# DATA LISTING:
▼▼▼
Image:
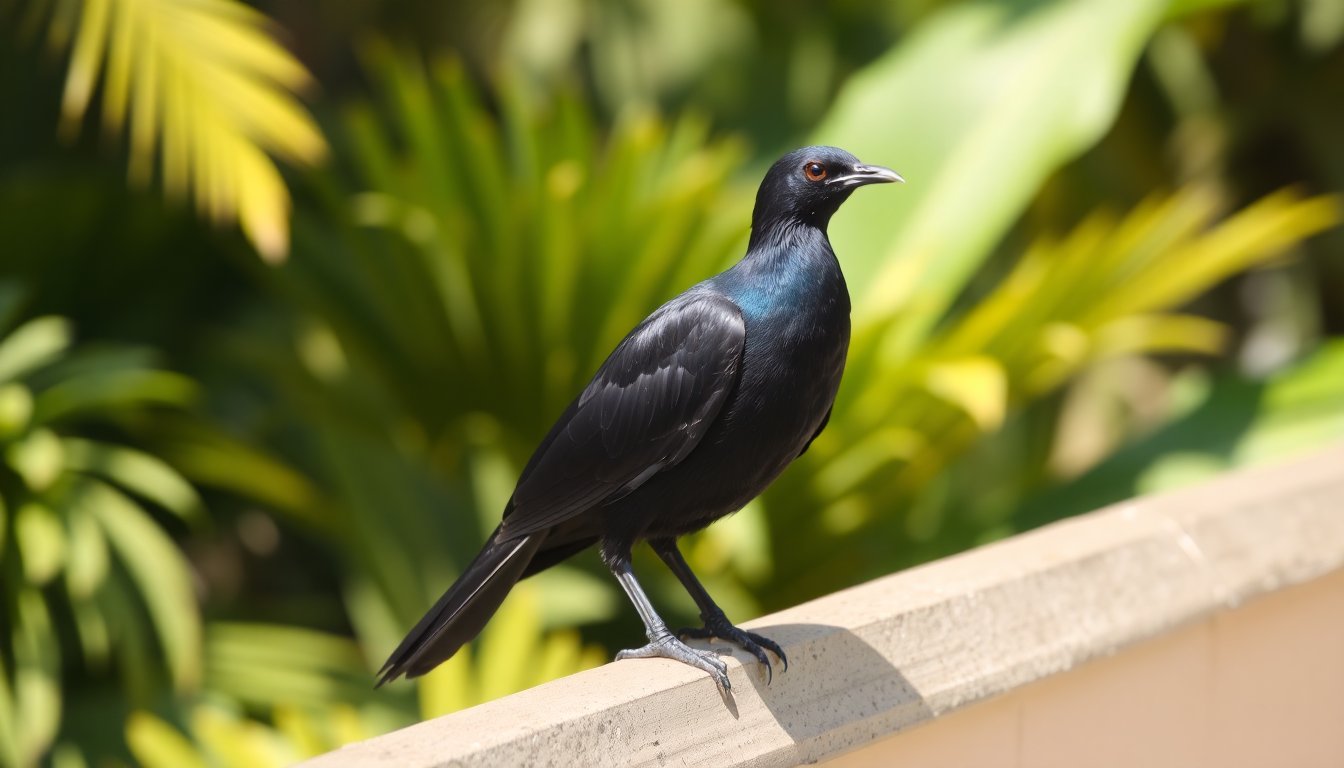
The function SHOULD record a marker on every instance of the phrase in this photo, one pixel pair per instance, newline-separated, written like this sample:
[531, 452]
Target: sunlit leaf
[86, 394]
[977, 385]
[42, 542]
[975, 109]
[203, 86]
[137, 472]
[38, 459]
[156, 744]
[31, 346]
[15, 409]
▲▲▲
# INSTRUCTIONS FOR THE TASK:
Please print every record exactly as written, without the pictures.

# SOLUTION TO THIS PROBLEM:
Image:
The function SHOULD record a marker on every instance of the phrase in this photo, one pixel pair per instance, newline-separated, written like this sample:
[531, 452]
Target: sunlit leaf
[86, 394]
[977, 385]
[42, 542]
[975, 109]
[203, 86]
[137, 472]
[38, 459]
[156, 744]
[31, 346]
[15, 409]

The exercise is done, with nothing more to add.